◆ **WORK TO BE COMPLETED**: State how many lines of the records contain the string "below", and give no other information.

(Saved entries)
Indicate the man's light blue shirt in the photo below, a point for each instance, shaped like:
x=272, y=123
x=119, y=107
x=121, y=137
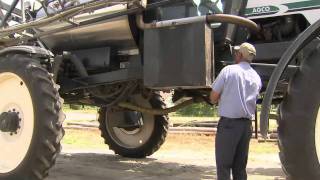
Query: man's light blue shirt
x=239, y=86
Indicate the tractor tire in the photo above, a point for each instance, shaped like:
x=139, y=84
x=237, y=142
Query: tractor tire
x=28, y=92
x=138, y=142
x=299, y=122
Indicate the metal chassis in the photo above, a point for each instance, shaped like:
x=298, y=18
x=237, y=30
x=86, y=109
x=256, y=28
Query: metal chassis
x=303, y=40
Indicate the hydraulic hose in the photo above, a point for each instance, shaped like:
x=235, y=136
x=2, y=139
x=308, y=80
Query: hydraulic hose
x=135, y=107
x=212, y=18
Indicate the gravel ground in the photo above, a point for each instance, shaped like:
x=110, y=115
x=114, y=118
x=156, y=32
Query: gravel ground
x=104, y=165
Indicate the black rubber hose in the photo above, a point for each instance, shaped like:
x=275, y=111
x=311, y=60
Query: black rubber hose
x=304, y=39
x=9, y=12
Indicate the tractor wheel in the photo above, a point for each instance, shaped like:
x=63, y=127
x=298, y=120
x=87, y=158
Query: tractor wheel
x=30, y=119
x=299, y=123
x=135, y=142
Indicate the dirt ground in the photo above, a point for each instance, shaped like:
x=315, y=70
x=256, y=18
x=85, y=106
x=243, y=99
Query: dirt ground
x=182, y=157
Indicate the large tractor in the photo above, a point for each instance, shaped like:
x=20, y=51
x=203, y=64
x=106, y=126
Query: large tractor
x=119, y=55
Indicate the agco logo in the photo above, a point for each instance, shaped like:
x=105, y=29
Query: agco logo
x=263, y=9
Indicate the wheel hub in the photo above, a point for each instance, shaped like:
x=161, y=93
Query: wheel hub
x=9, y=122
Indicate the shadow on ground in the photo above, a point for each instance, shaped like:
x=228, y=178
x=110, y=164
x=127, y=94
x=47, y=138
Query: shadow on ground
x=90, y=166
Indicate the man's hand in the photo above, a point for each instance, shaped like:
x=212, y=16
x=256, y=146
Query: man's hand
x=214, y=97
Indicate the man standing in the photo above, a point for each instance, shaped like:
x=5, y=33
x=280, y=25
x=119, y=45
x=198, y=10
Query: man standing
x=236, y=89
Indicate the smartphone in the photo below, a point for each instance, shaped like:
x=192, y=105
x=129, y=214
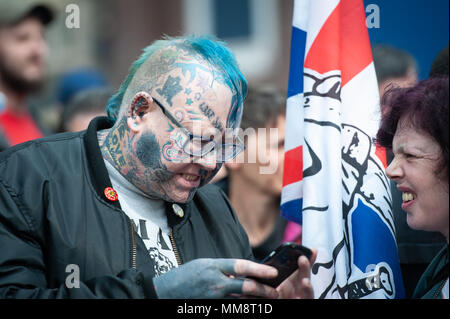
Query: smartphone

◆ **SOLUTION TO THIS EXERCISE**: 2